Stored entries:
== Segment start ==
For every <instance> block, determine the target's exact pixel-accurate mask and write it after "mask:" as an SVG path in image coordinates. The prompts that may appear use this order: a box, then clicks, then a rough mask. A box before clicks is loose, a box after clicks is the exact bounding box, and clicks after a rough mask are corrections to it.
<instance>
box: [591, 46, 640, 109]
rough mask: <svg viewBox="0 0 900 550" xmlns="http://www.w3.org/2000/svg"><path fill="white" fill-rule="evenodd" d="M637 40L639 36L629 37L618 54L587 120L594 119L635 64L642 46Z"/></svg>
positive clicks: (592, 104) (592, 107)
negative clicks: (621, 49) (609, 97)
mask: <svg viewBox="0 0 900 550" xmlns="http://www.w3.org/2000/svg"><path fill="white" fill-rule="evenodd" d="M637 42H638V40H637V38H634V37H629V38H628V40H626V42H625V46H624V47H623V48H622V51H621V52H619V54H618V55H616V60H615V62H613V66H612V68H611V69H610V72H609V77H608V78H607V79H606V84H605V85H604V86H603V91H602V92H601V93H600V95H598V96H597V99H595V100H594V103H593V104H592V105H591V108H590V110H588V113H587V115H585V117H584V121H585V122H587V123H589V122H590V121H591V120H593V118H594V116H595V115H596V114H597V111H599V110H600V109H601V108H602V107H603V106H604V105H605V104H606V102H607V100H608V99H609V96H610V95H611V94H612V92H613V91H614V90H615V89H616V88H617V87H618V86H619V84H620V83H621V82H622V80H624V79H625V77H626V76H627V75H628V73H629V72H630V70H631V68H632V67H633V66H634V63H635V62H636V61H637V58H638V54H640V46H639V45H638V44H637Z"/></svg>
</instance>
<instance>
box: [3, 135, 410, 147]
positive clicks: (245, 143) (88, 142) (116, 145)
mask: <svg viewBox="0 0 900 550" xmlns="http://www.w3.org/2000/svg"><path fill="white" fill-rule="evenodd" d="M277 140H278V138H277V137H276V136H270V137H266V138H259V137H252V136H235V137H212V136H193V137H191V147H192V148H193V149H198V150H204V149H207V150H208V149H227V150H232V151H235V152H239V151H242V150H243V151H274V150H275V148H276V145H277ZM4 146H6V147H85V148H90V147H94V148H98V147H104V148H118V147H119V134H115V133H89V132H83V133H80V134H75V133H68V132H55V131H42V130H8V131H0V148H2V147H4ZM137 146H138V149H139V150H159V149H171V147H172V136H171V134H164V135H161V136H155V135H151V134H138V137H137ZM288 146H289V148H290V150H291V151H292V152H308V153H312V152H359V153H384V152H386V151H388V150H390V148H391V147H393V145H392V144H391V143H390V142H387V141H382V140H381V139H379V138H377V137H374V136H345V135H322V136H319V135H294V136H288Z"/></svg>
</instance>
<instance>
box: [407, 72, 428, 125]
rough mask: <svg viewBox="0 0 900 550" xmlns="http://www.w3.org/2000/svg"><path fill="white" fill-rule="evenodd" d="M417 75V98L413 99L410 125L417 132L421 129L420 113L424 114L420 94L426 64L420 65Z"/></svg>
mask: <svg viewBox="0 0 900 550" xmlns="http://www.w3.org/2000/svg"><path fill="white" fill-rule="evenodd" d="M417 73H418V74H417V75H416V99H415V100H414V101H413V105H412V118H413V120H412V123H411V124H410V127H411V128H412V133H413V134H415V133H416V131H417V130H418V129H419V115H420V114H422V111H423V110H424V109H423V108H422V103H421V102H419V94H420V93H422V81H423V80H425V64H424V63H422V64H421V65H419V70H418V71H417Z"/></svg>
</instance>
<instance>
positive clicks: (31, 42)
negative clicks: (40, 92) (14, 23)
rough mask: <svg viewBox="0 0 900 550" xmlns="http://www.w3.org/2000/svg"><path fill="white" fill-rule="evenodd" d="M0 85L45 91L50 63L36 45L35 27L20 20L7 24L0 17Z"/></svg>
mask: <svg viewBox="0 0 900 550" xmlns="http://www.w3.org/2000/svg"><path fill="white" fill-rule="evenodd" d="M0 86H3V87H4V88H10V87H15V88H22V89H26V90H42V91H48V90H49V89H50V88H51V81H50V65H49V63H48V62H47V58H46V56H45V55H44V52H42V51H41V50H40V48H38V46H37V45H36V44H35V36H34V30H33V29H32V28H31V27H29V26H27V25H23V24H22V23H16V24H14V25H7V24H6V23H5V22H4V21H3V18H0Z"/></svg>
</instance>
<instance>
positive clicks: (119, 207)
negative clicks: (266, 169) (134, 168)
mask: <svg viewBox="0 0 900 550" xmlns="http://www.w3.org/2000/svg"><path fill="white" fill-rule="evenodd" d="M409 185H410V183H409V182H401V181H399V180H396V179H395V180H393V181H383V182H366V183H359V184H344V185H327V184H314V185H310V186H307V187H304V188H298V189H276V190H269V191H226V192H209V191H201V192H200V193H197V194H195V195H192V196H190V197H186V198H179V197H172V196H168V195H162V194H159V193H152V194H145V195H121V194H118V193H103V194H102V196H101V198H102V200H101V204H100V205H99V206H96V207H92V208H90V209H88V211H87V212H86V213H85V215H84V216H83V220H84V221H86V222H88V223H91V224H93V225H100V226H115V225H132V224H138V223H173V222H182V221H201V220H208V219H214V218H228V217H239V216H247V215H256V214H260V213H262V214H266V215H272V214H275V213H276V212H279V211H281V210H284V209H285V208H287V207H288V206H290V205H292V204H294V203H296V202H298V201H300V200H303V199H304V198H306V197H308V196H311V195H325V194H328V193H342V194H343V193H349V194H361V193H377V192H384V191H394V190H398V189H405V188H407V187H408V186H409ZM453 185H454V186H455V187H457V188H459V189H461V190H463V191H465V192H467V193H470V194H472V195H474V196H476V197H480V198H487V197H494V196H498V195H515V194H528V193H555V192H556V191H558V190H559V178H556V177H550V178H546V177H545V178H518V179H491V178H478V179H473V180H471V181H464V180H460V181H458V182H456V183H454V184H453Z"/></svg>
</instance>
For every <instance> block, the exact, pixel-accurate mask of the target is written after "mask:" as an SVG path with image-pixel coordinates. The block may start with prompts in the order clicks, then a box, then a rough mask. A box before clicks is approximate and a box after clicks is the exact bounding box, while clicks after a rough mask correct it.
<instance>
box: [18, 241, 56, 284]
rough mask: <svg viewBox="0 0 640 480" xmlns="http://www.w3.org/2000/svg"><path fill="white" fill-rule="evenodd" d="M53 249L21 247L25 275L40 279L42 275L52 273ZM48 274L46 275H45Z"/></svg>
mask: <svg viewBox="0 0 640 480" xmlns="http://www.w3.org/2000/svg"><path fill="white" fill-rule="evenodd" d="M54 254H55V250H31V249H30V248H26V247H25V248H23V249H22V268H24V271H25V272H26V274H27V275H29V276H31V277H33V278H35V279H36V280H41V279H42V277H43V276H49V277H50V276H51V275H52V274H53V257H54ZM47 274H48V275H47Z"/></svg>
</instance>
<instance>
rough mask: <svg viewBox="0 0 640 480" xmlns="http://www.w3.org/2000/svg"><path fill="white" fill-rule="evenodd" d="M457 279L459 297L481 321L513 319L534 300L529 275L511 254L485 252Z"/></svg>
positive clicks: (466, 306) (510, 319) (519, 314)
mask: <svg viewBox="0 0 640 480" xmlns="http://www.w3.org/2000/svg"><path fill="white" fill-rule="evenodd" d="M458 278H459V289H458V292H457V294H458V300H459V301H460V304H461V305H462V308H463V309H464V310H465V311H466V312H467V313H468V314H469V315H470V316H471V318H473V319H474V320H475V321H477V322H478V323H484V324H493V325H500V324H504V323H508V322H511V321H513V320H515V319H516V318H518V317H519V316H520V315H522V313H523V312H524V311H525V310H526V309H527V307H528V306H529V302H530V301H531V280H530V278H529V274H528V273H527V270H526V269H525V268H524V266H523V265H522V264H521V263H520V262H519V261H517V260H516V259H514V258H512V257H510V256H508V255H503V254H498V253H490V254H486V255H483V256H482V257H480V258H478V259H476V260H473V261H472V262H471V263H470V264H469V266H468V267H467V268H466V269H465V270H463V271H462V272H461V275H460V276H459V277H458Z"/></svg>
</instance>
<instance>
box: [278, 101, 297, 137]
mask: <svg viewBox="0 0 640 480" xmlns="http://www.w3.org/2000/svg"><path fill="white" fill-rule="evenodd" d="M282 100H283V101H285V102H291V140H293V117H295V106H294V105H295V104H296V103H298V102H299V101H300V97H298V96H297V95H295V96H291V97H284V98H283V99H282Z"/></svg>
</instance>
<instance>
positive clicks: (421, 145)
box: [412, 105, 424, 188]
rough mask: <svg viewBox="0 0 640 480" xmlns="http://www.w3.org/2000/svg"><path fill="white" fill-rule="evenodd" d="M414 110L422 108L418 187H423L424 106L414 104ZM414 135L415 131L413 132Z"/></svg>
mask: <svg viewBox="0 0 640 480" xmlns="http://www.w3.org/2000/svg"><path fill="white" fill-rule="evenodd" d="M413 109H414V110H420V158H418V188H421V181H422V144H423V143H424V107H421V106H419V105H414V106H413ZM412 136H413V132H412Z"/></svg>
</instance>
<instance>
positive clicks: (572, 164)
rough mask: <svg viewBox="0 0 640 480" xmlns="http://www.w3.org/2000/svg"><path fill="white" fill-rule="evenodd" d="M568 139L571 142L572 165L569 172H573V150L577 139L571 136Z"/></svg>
== Segment end ==
What the task asks
Only the lines from the one with "110L422 108L418 187H423L424" through the final line above belong in the answer, each reproduced word for word.

Task response
rough mask: <svg viewBox="0 0 640 480" xmlns="http://www.w3.org/2000/svg"><path fill="white" fill-rule="evenodd" d="M414 110L422 108L418 187H423L424 106L414 104ZM414 135L415 131L413 132Z"/></svg>
mask: <svg viewBox="0 0 640 480" xmlns="http://www.w3.org/2000/svg"><path fill="white" fill-rule="evenodd" d="M413 109H414V110H420V158H418V188H421V181H422V144H423V143H424V107H421V106H419V105H414V106H413ZM412 136H413V132H412Z"/></svg>
</instance>
<instance>
positive clicks: (572, 164)
rough mask: <svg viewBox="0 0 640 480" xmlns="http://www.w3.org/2000/svg"><path fill="white" fill-rule="evenodd" d="M568 139L571 142L572 165L569 172H573V150L577 139L571 136Z"/></svg>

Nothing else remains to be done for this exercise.